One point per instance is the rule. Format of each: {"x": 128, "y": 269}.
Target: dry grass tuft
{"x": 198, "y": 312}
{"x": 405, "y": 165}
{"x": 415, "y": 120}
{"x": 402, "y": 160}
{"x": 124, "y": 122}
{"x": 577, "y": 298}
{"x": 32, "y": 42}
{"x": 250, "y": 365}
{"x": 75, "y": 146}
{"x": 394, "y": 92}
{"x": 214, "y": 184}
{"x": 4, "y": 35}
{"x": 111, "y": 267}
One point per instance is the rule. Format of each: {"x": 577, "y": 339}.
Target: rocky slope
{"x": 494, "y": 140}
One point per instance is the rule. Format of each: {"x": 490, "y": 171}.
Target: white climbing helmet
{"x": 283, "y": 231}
##########
◆ WHAT IS NEEDED
Return each line of the data exactly as written above.

◆ PROBLEM SOLUTION
One point per instance is the rule. Format of each: {"x": 128, "y": 269}.
Target: dry grass tuft
{"x": 198, "y": 312}
{"x": 405, "y": 165}
{"x": 415, "y": 120}
{"x": 402, "y": 160}
{"x": 124, "y": 122}
{"x": 577, "y": 298}
{"x": 32, "y": 42}
{"x": 250, "y": 365}
{"x": 75, "y": 146}
{"x": 394, "y": 92}
{"x": 214, "y": 184}
{"x": 4, "y": 35}
{"x": 111, "y": 267}
One point per instance is the rule. Format of each: {"x": 577, "y": 339}.
Target: rocky slope
{"x": 494, "y": 140}
One point per instance is the rule. Format of each: {"x": 490, "y": 171}.
Target: white climbing helmet
{"x": 283, "y": 231}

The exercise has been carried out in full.